▶ [Instruction]:
Reproduce the data below verbatim from the line containing "give the outline of every instance of the straw" through its final line, and produce nothing more.

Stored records

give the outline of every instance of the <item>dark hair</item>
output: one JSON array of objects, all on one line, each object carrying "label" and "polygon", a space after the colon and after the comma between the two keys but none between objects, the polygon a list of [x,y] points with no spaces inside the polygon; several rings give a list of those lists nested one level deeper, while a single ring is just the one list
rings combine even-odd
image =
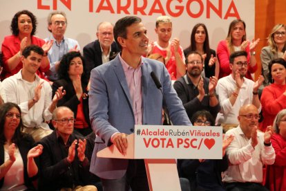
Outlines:
[{"label": "dark hair", "polygon": [[82,59],[82,66],[84,67],[84,73],[82,75],[82,82],[87,84],[88,80],[87,79],[86,73],[84,72],[86,71],[86,62],[84,57],[79,52],[77,51],[72,51],[63,55],[59,62],[59,69],[57,71],[57,74],[59,78],[59,79],[65,79],[66,80],[68,80],[68,82],[70,80],[68,73],[68,71],[70,69],[70,64],[73,59],[77,57]]},{"label": "dark hair", "polygon": [[202,62],[203,61],[202,56],[199,53],[198,53],[197,51],[191,51],[186,55],[186,64],[189,62],[188,57],[190,55],[200,55]]},{"label": "dark hair", "polygon": [[206,38],[204,39],[203,46],[204,51],[207,53],[207,57],[211,56],[209,41],[209,33],[207,32],[207,26],[204,24],[197,24],[193,26],[191,34],[191,44],[188,48],[186,48],[186,50],[187,50],[187,51],[195,51],[196,50],[195,35],[198,28],[199,28],[200,26],[202,26],[206,33]]},{"label": "dark hair", "polygon": [[120,37],[124,39],[127,37],[126,28],[133,24],[140,23],[142,19],[136,16],[127,16],[119,19],[114,26],[113,34],[114,39],[120,48],[122,48],[120,44],[117,41],[117,37]]},{"label": "dark hair", "polygon": [[193,115],[191,116],[191,123],[195,123],[195,121],[199,118],[199,117],[203,117],[206,118],[207,120],[211,122],[211,126],[215,125],[215,120],[213,117],[213,116],[209,113],[209,111],[207,111],[206,110],[200,110],[196,111]]},{"label": "dark hair", "polygon": [[271,74],[271,69],[272,68],[273,64],[280,64],[286,69],[286,61],[284,59],[280,57],[272,60],[268,64],[268,69],[269,71],[269,72],[268,73],[268,80],[269,82],[270,82],[271,83],[274,82],[274,80],[272,80],[272,75]]},{"label": "dark hair", "polygon": [[233,64],[234,59],[239,56],[245,56],[247,57],[247,53],[242,51],[235,51],[234,53],[231,53],[229,56],[229,63]]},{"label": "dark hair", "polygon": [[27,15],[31,19],[32,25],[31,36],[34,35],[36,33],[37,24],[38,23],[37,21],[36,17],[28,10],[19,11],[14,15],[13,19],[12,19],[11,25],[10,26],[12,34],[15,36],[18,36],[19,35],[18,17],[20,17],[21,15]]},{"label": "dark hair", "polygon": [[27,57],[31,54],[31,51],[35,52],[36,53],[38,53],[40,55],[44,55],[43,48],[41,48],[39,46],[34,44],[31,44],[26,46],[23,51],[22,55],[24,57]]},{"label": "dark hair", "polygon": [[[6,102],[4,103],[0,107],[0,143],[4,145],[7,141],[6,138],[5,137],[4,134],[4,125],[6,119],[6,113],[9,110],[12,109],[13,107],[16,107],[18,109],[19,112],[21,115],[21,109],[19,106],[12,102]],[[12,138],[12,143],[15,143],[17,145],[17,143],[23,138],[23,134],[21,132],[23,128],[23,123],[22,119],[20,118],[20,122],[19,123],[18,127],[17,127],[15,132]]]}]

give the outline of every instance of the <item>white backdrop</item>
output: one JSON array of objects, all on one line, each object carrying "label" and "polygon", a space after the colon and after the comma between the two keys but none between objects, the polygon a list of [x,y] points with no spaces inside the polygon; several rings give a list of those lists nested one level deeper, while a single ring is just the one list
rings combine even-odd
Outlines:
[{"label": "white backdrop", "polygon": [[[62,10],[68,17],[66,36],[77,39],[81,48],[96,39],[97,24],[103,21],[113,24],[126,15],[142,19],[150,41],[156,40],[155,19],[162,15],[170,15],[173,37],[180,39],[184,48],[190,43],[193,26],[206,24],[211,48],[216,49],[225,39],[229,23],[238,18],[246,23],[247,38],[254,37],[255,0],[0,0],[0,42],[11,34],[10,25],[14,15],[27,9],[37,18],[36,35],[44,39],[50,33],[46,18],[54,10]],[[123,8],[122,8],[123,7]],[[125,8],[124,8],[125,7]]]}]

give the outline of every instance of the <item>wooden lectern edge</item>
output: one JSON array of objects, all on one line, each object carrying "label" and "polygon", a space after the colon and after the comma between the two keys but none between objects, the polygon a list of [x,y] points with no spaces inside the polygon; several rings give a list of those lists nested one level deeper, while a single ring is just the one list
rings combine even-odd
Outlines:
[{"label": "wooden lectern edge", "polygon": [[134,158],[134,134],[128,135],[127,138],[127,149],[126,154],[123,155],[120,152],[118,149],[115,145],[112,145],[108,147],[104,148],[102,150],[97,152],[97,157],[102,158],[125,158],[125,159],[133,159]]}]

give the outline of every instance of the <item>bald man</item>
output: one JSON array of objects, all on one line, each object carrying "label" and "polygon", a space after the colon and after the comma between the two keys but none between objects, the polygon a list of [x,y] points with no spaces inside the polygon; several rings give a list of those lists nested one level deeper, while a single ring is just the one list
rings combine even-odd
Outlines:
[{"label": "bald man", "polygon": [[120,51],[113,37],[113,25],[110,22],[102,22],[97,26],[97,39],[84,47],[87,77],[90,71],[110,60]]},{"label": "bald man", "polygon": [[270,141],[274,131],[271,126],[265,133],[258,131],[259,118],[256,106],[244,105],[239,110],[238,127],[226,133],[226,137],[234,136],[227,148],[230,165],[222,179],[227,190],[268,190],[262,185],[263,166],[274,163]]}]

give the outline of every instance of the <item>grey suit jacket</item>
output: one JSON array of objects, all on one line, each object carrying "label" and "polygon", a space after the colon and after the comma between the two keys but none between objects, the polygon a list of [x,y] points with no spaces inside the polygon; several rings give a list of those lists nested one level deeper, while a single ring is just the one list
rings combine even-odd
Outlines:
[{"label": "grey suit jacket", "polygon": [[[164,64],[153,60],[142,59],[142,123],[162,125],[162,95],[150,75],[154,71],[162,84],[172,122],[176,125],[191,125]],[[134,129],[132,100],[119,55],[93,69],[90,80],[90,118],[93,131],[97,135],[90,172],[103,179],[119,179],[124,175],[128,160],[96,156],[98,151],[111,145],[110,138],[114,133],[130,134]]]}]

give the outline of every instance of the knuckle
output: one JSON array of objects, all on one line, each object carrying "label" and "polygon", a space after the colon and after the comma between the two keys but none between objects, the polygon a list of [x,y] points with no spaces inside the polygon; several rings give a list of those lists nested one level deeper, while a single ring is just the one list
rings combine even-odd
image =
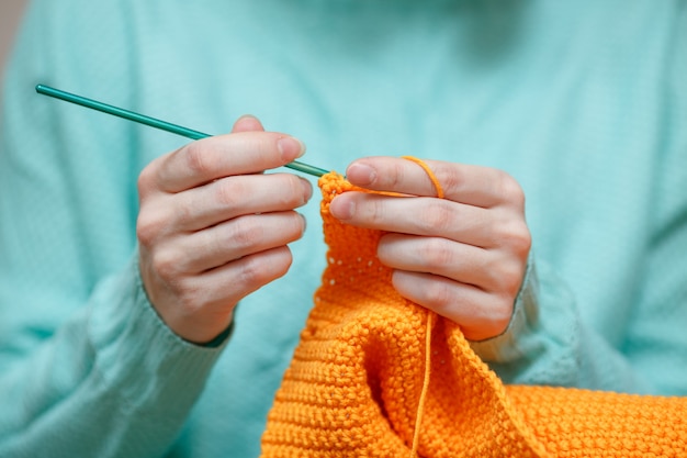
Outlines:
[{"label": "knuckle", "polygon": [[453,215],[444,205],[443,201],[431,199],[419,212],[418,223],[425,233],[443,233],[451,231],[454,221]]},{"label": "knuckle", "polygon": [[235,208],[248,192],[243,180],[222,179],[214,183],[215,200],[226,208]]},{"label": "knuckle", "polygon": [[427,238],[423,248],[423,257],[429,271],[446,270],[447,266],[454,264],[453,253],[448,249],[446,241],[441,238]]},{"label": "knuckle", "polygon": [[140,212],[136,221],[136,237],[143,246],[150,246],[162,232],[162,221],[149,212]]},{"label": "knuckle", "polygon": [[498,245],[506,247],[518,256],[527,255],[532,245],[532,235],[525,221],[511,219],[497,225],[495,238]]},{"label": "knuckle", "polygon": [[444,310],[451,303],[453,294],[443,281],[429,281],[424,291],[425,305],[431,310]]},{"label": "knuckle", "polygon": [[259,256],[246,259],[241,266],[239,281],[248,289],[257,289],[281,277],[291,266],[291,252],[284,247],[280,256],[263,259]]},{"label": "knuckle", "polygon": [[304,196],[305,187],[303,186],[303,180],[294,175],[285,176],[286,183],[284,189],[289,192],[282,192],[282,208],[292,209],[295,206],[300,206],[306,202],[306,197]]},{"label": "knuckle", "polygon": [[525,191],[520,183],[510,175],[503,170],[498,170],[497,186],[499,196],[506,202],[515,204],[517,208],[525,208]]},{"label": "knuckle", "polygon": [[229,235],[233,246],[239,249],[250,249],[264,238],[266,228],[261,224],[256,224],[255,219],[237,217],[233,221],[233,231]]},{"label": "knuckle", "polygon": [[153,254],[151,266],[157,276],[169,287],[174,289],[178,286],[180,262],[178,256],[170,250],[156,250]]},{"label": "knuckle", "polygon": [[205,148],[199,142],[193,142],[182,149],[185,165],[193,172],[205,175],[210,171],[210,164],[205,154]]}]

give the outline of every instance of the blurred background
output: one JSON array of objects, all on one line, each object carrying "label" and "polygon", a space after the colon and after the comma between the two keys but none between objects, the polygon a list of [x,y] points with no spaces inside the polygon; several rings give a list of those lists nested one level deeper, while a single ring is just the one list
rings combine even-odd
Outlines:
[{"label": "blurred background", "polygon": [[0,78],[27,0],[0,0]]}]

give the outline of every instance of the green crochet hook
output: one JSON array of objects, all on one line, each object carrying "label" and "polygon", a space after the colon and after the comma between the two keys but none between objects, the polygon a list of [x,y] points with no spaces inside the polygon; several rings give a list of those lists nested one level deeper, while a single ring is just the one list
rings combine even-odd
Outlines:
[{"label": "green crochet hook", "polygon": [[[109,105],[106,103],[99,102],[97,100],[87,99],[81,96],[76,96],[74,93],[65,92],[59,89],[50,88],[49,86],[38,85],[36,86],[36,92],[42,93],[44,96],[54,97],[56,99],[60,99],[67,102],[76,103],[81,107],[90,108],[93,110],[101,111],[103,113],[113,114],[115,116],[124,118],[125,120],[134,121],[140,124],[148,125],[150,127],[160,129],[162,131],[171,132],[172,134],[182,135],[192,139],[201,139],[212,136],[210,134],[204,134],[202,132],[193,131],[191,129],[182,127],[177,124],[171,124],[166,121],[160,121],[155,118],[146,116],[144,114],[136,113],[134,111],[124,110],[122,108]],[[313,175],[315,177],[322,177],[325,174],[328,174],[329,170],[322,169],[319,167],[309,166],[307,164],[299,163],[294,160],[293,163],[286,164],[284,167],[289,167],[294,170],[302,171],[304,174]]]}]

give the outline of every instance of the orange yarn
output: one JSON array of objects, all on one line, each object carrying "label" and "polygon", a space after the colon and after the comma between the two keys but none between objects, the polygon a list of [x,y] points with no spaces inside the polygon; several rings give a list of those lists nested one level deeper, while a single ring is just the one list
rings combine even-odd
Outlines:
[{"label": "orange yarn", "polygon": [[402,298],[381,233],[339,223],[320,178],[328,266],[262,436],[262,456],[407,457],[431,339],[423,457],[687,457],[687,398],[504,386],[460,327]]}]

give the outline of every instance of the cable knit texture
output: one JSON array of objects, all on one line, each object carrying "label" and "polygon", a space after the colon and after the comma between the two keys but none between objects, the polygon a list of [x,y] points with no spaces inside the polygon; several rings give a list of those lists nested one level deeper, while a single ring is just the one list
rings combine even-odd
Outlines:
[{"label": "cable knit texture", "polygon": [[[319,186],[328,266],[262,456],[412,456],[428,312],[393,289],[375,255],[380,232],[329,214],[352,185],[331,172]],[[686,398],[505,386],[458,325],[432,320],[419,456],[687,456]]]}]

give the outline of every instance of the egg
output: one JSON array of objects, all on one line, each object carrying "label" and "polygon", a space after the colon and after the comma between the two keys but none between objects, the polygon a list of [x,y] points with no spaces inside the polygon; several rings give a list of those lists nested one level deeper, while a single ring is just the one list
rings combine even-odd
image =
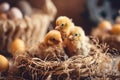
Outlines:
[{"label": "egg", "polygon": [[112,34],[120,35],[120,24],[114,24],[110,32]]},{"label": "egg", "polygon": [[0,72],[6,71],[9,68],[9,62],[6,57],[0,55]]},{"label": "egg", "polygon": [[99,23],[98,28],[102,31],[109,31],[112,29],[112,24],[107,20],[103,20]]},{"label": "egg", "polygon": [[23,18],[22,12],[17,7],[11,8],[10,11],[8,12],[8,16],[10,19],[22,19]]},{"label": "egg", "polygon": [[23,40],[16,38],[13,42],[11,42],[10,53],[13,55],[13,57],[23,54],[22,52],[24,51],[25,51],[25,43]]},{"label": "egg", "polygon": [[10,5],[7,2],[4,2],[0,5],[0,12],[7,12],[10,9]]},{"label": "egg", "polygon": [[32,14],[32,7],[27,1],[20,0],[18,2],[17,6],[22,11],[22,13],[24,15],[31,15]]}]

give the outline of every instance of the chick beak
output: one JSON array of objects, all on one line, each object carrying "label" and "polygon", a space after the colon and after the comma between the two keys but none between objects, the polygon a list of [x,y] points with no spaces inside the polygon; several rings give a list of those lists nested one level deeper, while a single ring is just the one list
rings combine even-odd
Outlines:
[{"label": "chick beak", "polygon": [[68,37],[68,39],[72,41],[72,40],[73,40],[73,36],[70,35],[70,36]]},{"label": "chick beak", "polygon": [[55,44],[62,43],[62,39],[56,40],[56,41],[54,41],[54,43],[55,43]]},{"label": "chick beak", "polygon": [[60,30],[60,26],[56,26],[55,29],[56,29],[56,30]]}]

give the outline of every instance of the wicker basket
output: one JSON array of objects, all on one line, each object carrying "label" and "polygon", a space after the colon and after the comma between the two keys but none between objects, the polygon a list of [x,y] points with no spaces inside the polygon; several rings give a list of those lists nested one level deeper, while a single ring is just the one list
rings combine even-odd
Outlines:
[{"label": "wicker basket", "polygon": [[25,41],[29,47],[40,41],[56,15],[56,7],[51,0],[45,0],[43,8],[33,9],[31,16],[23,19],[0,20],[0,50],[9,51],[9,45],[15,38]]}]

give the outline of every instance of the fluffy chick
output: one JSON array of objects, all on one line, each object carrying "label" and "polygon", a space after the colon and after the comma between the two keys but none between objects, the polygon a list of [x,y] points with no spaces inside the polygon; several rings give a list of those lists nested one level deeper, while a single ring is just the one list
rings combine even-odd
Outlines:
[{"label": "fluffy chick", "polygon": [[75,26],[65,40],[65,50],[68,56],[89,54],[89,39],[85,36],[85,32],[81,27]]},{"label": "fluffy chick", "polygon": [[61,34],[57,30],[48,32],[43,42],[31,52],[42,60],[65,60],[67,58],[62,47]]},{"label": "fluffy chick", "polygon": [[55,29],[60,31],[63,40],[69,35],[70,30],[73,29],[73,27],[74,23],[66,16],[60,16],[56,20]]}]

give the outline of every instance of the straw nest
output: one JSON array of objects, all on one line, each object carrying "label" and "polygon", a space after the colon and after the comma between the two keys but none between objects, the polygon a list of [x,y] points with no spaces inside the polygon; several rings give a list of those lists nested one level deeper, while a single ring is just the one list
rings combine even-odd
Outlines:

▶ [Answer in full]:
give the outline of every instance of the straw nest
output: one JSON array of objects, all on one line, each object carrying "label" and "polygon", a space after the colon and after the comma between the two keys but none between objects, the polygon a list of [x,y] points with no spaces inside the polygon; several rings give a list of those lists nested one level deeper, while a single ring is just the one list
rings combine even-odd
Outlines:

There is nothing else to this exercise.